> [What to do]
Convert the listing below, from its opening line through the line containing "x=199, y=174", into a Markdown table with the columns No. and Text. Give each line its own numbered row and drop any blank lines.

Listing of position identifications
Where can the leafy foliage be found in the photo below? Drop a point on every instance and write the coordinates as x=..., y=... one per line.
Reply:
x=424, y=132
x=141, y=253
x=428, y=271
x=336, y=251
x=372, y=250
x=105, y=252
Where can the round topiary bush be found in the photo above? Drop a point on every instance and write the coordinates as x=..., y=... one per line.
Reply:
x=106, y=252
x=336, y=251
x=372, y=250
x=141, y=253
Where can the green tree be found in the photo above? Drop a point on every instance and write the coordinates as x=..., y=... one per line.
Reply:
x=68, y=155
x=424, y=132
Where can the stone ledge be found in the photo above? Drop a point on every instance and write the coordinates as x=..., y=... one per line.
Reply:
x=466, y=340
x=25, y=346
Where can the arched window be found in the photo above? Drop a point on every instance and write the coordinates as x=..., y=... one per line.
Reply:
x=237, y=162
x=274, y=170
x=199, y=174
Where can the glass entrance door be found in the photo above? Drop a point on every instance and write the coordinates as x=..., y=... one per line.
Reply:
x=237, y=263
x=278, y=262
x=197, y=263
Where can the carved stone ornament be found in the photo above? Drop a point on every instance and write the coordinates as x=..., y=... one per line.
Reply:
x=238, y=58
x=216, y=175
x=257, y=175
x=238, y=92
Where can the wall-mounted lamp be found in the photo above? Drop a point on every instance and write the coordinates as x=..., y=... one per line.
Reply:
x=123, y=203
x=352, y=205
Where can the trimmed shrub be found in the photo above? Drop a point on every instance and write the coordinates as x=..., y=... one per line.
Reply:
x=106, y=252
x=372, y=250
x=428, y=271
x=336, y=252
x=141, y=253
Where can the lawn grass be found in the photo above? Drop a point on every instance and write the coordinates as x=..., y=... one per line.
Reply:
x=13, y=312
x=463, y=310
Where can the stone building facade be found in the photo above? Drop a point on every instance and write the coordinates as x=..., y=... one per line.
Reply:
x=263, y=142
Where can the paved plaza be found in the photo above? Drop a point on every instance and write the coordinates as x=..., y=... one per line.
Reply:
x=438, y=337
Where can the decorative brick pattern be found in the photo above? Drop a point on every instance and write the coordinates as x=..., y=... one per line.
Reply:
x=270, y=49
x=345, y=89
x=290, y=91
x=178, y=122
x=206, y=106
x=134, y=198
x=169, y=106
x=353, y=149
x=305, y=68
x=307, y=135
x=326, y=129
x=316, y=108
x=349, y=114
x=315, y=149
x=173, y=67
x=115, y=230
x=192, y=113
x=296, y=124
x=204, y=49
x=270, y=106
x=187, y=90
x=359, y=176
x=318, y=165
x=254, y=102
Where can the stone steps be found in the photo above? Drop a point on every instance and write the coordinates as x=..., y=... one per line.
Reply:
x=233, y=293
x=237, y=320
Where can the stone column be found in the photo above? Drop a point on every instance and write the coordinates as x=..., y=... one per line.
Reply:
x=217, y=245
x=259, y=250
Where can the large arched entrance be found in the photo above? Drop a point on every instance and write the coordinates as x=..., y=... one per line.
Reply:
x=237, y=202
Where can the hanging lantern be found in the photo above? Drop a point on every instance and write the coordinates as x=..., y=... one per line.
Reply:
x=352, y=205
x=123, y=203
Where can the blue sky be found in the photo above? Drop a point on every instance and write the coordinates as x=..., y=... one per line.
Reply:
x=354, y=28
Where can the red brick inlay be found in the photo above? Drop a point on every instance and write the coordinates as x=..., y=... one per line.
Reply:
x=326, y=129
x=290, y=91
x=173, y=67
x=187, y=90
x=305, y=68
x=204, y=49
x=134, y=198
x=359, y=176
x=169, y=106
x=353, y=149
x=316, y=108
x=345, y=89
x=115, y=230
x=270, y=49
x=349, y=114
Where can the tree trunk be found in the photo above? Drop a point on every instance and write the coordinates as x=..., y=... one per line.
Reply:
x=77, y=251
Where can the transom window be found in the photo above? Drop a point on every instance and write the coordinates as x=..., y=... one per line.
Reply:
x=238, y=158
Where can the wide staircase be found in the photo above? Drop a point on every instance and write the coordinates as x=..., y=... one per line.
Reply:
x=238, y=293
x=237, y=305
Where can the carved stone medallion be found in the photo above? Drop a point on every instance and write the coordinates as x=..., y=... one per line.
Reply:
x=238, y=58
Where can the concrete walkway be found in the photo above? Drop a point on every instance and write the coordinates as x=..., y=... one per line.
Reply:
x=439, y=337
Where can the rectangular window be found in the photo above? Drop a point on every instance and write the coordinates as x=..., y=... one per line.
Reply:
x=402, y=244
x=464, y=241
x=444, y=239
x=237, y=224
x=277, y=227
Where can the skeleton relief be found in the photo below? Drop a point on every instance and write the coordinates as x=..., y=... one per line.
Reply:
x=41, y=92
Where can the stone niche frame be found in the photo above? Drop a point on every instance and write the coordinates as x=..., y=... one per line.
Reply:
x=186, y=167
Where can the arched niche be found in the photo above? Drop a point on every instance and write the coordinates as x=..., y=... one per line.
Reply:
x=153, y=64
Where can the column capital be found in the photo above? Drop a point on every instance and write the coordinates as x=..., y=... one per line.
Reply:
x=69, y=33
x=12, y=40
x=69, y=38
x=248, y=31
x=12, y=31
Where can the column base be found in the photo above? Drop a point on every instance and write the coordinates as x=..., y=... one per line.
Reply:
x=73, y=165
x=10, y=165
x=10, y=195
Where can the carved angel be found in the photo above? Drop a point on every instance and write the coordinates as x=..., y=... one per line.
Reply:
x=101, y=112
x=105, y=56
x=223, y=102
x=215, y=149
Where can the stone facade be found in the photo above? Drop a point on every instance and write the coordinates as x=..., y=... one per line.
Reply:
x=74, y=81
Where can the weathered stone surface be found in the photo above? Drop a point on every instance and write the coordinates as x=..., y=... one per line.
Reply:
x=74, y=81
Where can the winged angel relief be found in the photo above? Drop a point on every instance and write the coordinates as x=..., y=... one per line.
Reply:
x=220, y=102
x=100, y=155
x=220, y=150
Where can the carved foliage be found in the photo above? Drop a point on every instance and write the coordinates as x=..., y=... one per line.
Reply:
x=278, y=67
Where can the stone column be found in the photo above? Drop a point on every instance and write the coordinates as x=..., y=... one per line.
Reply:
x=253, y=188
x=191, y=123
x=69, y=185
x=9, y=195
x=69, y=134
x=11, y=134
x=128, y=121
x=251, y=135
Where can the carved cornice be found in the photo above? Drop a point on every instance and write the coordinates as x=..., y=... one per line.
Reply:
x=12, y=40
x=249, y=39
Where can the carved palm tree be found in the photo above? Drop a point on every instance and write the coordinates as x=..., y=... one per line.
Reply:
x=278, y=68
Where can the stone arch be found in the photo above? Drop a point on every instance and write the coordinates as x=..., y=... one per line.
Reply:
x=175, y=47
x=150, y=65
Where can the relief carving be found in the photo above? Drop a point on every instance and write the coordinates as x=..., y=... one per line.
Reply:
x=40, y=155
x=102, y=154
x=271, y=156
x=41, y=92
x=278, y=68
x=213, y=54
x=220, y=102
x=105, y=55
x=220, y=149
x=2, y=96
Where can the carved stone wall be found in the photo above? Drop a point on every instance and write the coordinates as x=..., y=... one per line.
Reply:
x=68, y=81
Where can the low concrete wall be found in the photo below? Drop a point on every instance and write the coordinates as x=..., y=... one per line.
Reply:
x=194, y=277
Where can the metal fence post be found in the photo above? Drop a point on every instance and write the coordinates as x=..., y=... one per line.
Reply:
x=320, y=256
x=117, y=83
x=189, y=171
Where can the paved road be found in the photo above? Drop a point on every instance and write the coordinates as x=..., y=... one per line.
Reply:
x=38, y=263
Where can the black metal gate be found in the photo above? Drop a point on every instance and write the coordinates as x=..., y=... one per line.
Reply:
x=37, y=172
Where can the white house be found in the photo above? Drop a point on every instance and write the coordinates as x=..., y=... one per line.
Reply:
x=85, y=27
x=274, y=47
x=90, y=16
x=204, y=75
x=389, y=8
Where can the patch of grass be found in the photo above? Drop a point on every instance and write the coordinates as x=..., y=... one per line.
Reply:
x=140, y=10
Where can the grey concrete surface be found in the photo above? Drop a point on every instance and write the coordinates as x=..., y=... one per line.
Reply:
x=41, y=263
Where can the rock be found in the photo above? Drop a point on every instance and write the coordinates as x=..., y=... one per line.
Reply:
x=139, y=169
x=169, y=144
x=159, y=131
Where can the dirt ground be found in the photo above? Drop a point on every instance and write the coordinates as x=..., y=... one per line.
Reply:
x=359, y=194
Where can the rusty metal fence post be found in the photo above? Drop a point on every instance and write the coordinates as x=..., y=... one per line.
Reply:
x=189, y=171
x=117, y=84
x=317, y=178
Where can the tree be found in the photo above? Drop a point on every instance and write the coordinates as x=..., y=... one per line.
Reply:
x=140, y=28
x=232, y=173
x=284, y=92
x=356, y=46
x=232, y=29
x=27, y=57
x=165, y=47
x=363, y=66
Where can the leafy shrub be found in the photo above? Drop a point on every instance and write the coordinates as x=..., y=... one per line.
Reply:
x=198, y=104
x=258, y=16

> [Correct result]
| No. | Text |
|---|---|
| 1 | Where can the leafy foliage be found in the photo below? Drop a point on every instance and write the coordinates as x=..., y=... one per line. |
| 2 | Reply: |
| 3 | x=424, y=132 |
| 4 | x=141, y=253 |
| 5 | x=428, y=271 |
| 6 | x=336, y=251 |
| 7 | x=372, y=250 |
| 8 | x=105, y=252 |
| 9 | Where can the round topiary bush be found in the photo above? Drop a point on every instance and write the coordinates as x=..., y=... one per line. |
| 10 | Reply: |
| 11 | x=106, y=252 |
| 12 | x=336, y=251 |
| 13 | x=372, y=250 |
| 14 | x=141, y=253 |
| 15 | Where can the green tree be found in the photo above? Drop a point on every instance and write the coordinates as x=..., y=... one per line. |
| 16 | Reply: |
| 17 | x=68, y=155 |
| 18 | x=424, y=132 |
| 19 | Where can the stone ledge be found in the photo above? Drop a point on every instance and write the coordinates as x=..., y=... one per line. |
| 20 | Reply: |
| 21 | x=466, y=340 |
| 22 | x=25, y=346 |
| 23 | Where can the arched window be found in the photo above? Drop a point on every instance and write the coordinates as x=..., y=... one per line. |
| 24 | Reply: |
| 25 | x=237, y=162 |
| 26 | x=274, y=170 |
| 27 | x=199, y=174 |